Location identification entries:
..............................

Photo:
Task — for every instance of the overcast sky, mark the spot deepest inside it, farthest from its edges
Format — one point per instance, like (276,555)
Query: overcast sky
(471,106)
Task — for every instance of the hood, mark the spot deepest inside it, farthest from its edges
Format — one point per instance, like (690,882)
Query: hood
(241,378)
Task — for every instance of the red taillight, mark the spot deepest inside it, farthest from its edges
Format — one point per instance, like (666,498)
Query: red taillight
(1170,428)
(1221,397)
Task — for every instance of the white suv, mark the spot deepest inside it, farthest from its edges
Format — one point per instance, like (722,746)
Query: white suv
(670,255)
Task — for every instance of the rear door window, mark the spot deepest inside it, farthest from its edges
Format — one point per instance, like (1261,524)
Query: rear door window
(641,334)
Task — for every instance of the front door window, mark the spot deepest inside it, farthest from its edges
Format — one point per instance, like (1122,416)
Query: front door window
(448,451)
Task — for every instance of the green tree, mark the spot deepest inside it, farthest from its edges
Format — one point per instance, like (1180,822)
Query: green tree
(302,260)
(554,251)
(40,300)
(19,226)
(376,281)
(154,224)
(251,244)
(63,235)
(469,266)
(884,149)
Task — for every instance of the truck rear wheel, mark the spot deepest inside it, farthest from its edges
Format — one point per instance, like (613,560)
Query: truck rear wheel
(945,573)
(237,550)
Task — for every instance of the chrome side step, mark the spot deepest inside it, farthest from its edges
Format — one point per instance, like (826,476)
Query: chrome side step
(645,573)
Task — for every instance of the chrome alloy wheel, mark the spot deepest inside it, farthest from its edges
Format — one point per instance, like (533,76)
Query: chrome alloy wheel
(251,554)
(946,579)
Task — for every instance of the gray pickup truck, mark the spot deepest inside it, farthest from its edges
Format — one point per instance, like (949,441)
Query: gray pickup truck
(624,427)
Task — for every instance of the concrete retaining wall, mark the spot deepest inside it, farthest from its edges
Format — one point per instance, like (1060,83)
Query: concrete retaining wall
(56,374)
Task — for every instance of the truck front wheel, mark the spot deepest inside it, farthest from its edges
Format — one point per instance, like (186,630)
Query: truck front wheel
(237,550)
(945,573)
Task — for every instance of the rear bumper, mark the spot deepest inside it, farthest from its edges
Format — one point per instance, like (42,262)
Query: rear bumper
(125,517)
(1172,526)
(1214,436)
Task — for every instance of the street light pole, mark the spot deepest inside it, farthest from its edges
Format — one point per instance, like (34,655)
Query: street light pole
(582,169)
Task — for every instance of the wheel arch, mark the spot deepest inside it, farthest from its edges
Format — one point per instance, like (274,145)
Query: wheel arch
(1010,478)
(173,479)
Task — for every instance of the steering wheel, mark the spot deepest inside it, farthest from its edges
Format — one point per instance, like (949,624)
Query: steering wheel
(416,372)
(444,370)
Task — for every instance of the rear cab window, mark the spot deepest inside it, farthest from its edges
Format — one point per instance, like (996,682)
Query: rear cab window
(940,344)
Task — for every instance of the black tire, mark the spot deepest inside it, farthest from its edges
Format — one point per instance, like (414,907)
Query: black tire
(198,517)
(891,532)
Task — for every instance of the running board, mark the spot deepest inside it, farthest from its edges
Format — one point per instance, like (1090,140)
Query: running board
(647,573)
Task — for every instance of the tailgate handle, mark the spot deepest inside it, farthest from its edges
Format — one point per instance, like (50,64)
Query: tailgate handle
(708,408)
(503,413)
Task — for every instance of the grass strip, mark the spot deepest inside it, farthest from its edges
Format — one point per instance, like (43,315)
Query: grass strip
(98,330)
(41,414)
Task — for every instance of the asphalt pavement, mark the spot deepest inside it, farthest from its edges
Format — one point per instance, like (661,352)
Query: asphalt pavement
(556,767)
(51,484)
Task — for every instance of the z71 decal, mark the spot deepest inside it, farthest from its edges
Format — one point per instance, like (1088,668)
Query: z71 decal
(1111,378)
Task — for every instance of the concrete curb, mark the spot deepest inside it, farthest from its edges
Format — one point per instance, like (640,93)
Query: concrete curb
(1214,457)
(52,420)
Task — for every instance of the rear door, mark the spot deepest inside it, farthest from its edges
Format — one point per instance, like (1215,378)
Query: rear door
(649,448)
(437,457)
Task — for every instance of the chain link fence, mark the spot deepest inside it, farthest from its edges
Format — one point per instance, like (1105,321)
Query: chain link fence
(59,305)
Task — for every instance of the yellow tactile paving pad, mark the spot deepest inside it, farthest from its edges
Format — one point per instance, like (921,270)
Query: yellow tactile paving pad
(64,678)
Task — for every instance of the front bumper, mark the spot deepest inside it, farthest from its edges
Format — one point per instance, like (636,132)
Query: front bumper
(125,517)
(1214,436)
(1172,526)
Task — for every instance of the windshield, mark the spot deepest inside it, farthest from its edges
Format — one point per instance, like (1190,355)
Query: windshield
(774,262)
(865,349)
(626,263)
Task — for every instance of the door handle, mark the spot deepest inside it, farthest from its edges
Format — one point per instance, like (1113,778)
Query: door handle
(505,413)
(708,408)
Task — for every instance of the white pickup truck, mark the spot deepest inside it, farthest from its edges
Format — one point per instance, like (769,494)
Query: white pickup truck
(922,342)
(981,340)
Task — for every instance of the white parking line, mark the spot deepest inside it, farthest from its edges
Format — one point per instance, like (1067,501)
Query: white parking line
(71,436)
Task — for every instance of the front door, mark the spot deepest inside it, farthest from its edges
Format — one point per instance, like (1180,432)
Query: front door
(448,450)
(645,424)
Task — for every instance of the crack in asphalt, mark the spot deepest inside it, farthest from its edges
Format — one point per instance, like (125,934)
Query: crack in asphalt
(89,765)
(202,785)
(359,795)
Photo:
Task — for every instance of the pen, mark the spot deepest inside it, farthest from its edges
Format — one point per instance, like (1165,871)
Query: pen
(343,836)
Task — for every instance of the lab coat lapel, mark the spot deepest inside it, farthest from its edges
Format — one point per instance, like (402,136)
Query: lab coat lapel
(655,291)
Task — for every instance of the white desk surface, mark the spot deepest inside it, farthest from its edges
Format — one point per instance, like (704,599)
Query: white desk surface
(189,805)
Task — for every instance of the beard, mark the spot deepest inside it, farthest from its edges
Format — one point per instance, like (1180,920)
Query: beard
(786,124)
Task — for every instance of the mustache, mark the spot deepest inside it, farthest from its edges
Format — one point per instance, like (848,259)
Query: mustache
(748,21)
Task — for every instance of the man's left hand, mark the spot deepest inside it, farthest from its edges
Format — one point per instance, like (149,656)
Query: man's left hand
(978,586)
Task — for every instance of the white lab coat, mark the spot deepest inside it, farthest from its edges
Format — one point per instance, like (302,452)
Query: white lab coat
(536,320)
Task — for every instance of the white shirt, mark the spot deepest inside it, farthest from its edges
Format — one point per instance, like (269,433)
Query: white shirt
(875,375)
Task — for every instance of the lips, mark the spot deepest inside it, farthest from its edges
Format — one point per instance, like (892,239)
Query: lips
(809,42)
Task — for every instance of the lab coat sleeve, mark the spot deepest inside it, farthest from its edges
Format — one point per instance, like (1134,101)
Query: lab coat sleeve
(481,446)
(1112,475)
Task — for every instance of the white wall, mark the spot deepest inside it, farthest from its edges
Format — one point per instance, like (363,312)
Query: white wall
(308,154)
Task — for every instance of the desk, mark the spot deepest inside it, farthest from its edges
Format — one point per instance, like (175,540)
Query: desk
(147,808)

..............................

_WORK REQUIRED_
Render as a Markdown table the lines from the one containing "Task — for every instance of the desk, mark" through the end of the rows, with the columns Line and Content. Number the lines consecutively and skip any blank ones.

_OUTPUT OF THE EXERCISE_
| Line | Content |
|---|---|
| 1 | Task — for every instance of the desk, mark the spot deepest inside it, farthest from its edges |
| 2 | Format — one point per instance, like (175,540) |
| 3 | Query: desk |
| 4 | (147,808) |